◆ GOAL OF THE EXERCISE
Images do not belong in the copy. Retype all the entries below exactly.
start INPUT FOR THIS TASK
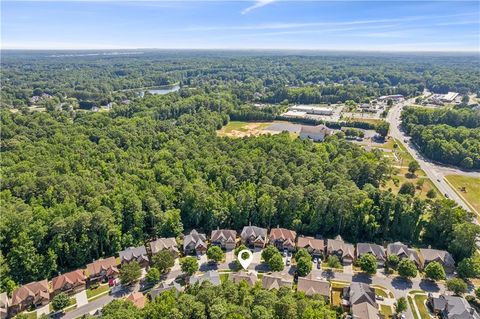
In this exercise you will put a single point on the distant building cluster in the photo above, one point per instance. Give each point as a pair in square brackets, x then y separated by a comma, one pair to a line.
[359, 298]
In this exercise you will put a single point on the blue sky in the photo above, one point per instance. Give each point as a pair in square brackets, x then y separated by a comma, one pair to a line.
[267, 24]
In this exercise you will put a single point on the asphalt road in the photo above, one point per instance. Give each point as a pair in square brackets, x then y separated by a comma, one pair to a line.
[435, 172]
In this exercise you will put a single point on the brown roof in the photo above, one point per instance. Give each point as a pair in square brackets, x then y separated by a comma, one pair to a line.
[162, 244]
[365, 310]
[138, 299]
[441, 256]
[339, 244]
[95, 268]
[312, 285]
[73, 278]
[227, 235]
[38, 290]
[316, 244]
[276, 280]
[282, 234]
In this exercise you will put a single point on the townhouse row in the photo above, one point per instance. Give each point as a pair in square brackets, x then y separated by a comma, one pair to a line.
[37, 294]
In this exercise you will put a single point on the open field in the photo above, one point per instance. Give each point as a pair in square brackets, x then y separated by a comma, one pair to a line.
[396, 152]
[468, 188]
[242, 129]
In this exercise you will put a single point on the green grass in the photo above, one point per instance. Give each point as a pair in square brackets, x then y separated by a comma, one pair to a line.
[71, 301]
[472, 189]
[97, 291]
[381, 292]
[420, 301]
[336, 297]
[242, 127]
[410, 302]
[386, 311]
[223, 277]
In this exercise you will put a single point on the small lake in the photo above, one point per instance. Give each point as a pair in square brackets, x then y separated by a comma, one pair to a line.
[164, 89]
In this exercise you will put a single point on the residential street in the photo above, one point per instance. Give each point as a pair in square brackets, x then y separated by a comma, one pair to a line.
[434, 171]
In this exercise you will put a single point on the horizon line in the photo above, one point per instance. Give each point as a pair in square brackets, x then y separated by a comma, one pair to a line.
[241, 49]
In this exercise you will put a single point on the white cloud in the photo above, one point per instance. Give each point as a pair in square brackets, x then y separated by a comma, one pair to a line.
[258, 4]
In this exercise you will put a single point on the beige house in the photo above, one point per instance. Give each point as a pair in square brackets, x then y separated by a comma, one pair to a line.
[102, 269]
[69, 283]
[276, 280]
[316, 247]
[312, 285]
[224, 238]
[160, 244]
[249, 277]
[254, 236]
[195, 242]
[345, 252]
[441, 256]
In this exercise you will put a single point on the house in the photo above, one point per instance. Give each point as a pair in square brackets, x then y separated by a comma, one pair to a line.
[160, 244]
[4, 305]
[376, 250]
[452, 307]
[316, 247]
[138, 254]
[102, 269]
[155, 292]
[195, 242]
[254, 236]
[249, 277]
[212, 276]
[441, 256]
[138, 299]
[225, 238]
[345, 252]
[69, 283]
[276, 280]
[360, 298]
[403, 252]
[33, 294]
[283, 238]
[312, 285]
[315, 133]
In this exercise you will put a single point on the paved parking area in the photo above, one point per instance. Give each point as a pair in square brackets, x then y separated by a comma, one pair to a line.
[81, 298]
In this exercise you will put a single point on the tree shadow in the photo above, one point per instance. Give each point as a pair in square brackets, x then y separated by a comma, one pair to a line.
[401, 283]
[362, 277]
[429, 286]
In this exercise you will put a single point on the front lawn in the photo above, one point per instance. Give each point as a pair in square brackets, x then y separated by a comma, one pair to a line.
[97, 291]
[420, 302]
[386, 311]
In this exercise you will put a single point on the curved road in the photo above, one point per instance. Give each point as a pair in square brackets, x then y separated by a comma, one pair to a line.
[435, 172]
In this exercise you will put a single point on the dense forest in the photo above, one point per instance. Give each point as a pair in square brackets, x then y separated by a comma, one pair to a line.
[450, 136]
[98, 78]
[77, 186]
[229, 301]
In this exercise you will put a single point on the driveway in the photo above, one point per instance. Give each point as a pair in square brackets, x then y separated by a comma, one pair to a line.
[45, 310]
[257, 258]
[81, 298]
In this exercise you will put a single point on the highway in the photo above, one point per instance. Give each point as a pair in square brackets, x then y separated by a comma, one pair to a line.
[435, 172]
end INPUT FOR THIS TASK
◆ OUTPUT FOR THIS TASK
In this exercise you will put a single point on the distant building cluster in the photo above, one point per instance. Give each point as a pair in square brackets, x then y separated by a comma, one pair to a line.
[359, 298]
In this exercise you will put a single point on the blue sky in the photo above, one point per instance. Give each point as a pair in square brackets, x then y separated by a comma, one pair to a line.
[267, 24]
In this exercise you will put a single point on the asphalt road in the photo above, one point per instance. Give each point as a pair in square brackets, x then y separated by a comma, one pair to a line.
[435, 172]
In this exercise you will put a single point on the brown roof in the photo above, one point per instance. Give each point as a pair in square brackets, x then y separated by a comma, one pair to a line.
[162, 244]
[365, 310]
[138, 299]
[441, 256]
[339, 244]
[95, 268]
[312, 285]
[73, 278]
[227, 235]
[38, 290]
[316, 244]
[276, 280]
[282, 234]
In this exercise you will put a single point on the townhouse row in the photo above, one point per instance. Give each point as a pair in square brackets, x then y separated by a comma, one pair to a line.
[37, 294]
In this exercise you will put a single point on the open field in the photo above, one point per instance. Give each point as a pair in square brackets, x then y separated by a comma, one pair to a line.
[396, 152]
[468, 188]
[242, 129]
In this exercise you will put a single point on the green grass in the photo above, one point per instance. Give each point as a pair in square brackets, x then y separated by a comma, one pair to a line.
[71, 301]
[472, 189]
[97, 291]
[381, 292]
[420, 301]
[336, 297]
[242, 127]
[410, 302]
[386, 311]
[223, 277]
In this exercise you will put a single point on the small lake in the photo above, one point per instance. Give each point as a pair in square brackets, x then y separated by a comma, one pair to a line.
[164, 89]
In this exercise you will put a single point on the residential street in the photo above, one point per instance. Give each point as a pair in square brackets, x then y separated by a comma, one pair to a line.
[434, 171]
In this exercise you will put a single point on the horizon line in the photo above, one point per instance. Give each point as a pair in square brackets, x then y separated by a comma, one pair to a line.
[241, 49]
In this exercise you will put a single point on the white cloud in the photo above, one point per instance. Give each point as a pair in square brackets, x then y separated by a comma, one pair to a line.
[258, 4]
In this exercise you will put a single point on the beige house in the photo above, one point per instance. Give each point as a pair in square brackets, x then y separated by a comma, one pair to a line.
[102, 269]
[69, 283]
[276, 280]
[316, 247]
[312, 285]
[224, 238]
[160, 244]
[249, 277]
[254, 236]
[195, 242]
[345, 252]
[441, 256]
In this exercise you will put a single point on the house in the photo above, one point per instance. Give each point as a pair in square brackets, x then y separated by a comma, one pair to a line.
[160, 244]
[4, 305]
[376, 250]
[452, 307]
[316, 247]
[138, 254]
[102, 269]
[155, 292]
[195, 242]
[254, 236]
[249, 277]
[212, 276]
[441, 256]
[138, 299]
[225, 238]
[345, 252]
[69, 283]
[276, 280]
[360, 298]
[403, 252]
[33, 294]
[283, 238]
[312, 285]
[315, 133]
In this exercise you will put a single point on the paved parking area in the photo above, one point per instance. Give each point as a pair in square brackets, x then y separated by a comma, one pair to a line.
[81, 298]
In this exercise you will put a single point on the tree shadow in the photo above, one point per instance. Give each point as a pair in square brackets, x then y separated by a comma, one pair to a line.
[401, 283]
[362, 277]
[429, 286]
In this exercise you will put a single point on the front lawn in the photo above, one point per instance. Give each point as a pair in square brackets, x then y separated by a comma, one pair to a line.
[97, 291]
[420, 302]
[386, 311]
In this exercise you will put a single point on the curved road in the photo above, one point per instance. Give each point as a pair in square brackets, x then y separated by a comma, one pair to a line.
[435, 172]
In this exercise you will put a single point on the dense forest in the photo above, one point per instance. Give each point as a pair in square brackets, x then y separated by a comma, one pair to a line.
[450, 136]
[98, 78]
[77, 186]
[229, 301]
In this exercise you will put a single point on the driveway in the photo above, one point per instance. Give each point as a pair in square brackets, x then y separated by a comma, one pair to a line.
[45, 310]
[257, 258]
[81, 298]
In this exercise you will put a single point on the highway in the photo above, one point per instance. Give each point as a pair in square brackets, x then y separated by a comma, one pair to a line.
[435, 172]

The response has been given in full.